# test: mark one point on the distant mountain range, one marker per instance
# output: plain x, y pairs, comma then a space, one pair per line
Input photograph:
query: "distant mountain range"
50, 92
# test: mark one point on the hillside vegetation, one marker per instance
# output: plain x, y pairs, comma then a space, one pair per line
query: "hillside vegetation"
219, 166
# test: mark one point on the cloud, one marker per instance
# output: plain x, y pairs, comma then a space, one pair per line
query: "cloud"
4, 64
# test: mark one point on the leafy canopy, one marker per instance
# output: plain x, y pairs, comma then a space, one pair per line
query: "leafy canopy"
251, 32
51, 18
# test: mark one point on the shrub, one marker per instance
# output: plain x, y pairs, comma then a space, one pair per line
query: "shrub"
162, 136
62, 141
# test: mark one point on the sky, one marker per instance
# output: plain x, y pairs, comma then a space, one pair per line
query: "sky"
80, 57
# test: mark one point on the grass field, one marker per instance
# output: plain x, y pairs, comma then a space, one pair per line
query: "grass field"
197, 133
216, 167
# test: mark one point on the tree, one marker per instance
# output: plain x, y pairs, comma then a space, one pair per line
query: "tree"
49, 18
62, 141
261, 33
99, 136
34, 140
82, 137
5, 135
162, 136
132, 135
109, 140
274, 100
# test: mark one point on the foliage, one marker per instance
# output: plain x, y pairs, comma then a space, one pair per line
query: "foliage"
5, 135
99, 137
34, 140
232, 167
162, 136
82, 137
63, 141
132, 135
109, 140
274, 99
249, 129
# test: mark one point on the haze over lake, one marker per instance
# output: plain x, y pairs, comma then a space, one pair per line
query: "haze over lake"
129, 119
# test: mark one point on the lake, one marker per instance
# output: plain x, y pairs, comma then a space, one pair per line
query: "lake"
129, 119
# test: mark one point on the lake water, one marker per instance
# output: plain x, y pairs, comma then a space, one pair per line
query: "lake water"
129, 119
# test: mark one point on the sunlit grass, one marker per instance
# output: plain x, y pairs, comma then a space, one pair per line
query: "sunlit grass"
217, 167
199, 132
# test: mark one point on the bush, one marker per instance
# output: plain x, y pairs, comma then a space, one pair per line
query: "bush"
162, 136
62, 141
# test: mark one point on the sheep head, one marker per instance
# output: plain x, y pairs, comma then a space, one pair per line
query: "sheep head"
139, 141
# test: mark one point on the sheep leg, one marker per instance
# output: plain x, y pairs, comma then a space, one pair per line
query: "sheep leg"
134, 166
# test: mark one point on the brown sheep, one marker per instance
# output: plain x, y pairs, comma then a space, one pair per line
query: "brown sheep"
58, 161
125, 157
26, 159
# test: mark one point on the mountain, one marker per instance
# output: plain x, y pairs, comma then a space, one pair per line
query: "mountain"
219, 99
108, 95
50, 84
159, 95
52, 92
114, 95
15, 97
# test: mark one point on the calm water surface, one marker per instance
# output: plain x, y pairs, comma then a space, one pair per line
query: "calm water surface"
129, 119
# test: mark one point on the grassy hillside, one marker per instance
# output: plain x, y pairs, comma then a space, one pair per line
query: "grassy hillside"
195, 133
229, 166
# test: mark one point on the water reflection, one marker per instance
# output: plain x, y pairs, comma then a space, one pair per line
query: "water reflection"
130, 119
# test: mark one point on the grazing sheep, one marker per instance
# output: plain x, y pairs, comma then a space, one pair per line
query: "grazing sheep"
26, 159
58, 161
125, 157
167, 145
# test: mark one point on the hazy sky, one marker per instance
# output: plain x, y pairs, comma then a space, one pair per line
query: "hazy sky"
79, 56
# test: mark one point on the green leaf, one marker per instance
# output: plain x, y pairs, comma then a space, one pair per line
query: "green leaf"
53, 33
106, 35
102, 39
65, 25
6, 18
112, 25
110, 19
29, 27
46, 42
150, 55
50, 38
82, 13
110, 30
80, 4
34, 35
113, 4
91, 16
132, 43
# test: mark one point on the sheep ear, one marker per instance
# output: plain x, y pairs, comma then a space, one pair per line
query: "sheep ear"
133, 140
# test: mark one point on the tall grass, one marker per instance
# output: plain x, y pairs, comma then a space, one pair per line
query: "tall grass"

== TASK TO COMPLETE ==
Each line above with the string "tall" should be reported in full.

== EXERCISE SOLUTION ==
# test: mark one point on the tall grass, one marker per instance
query: "tall grass"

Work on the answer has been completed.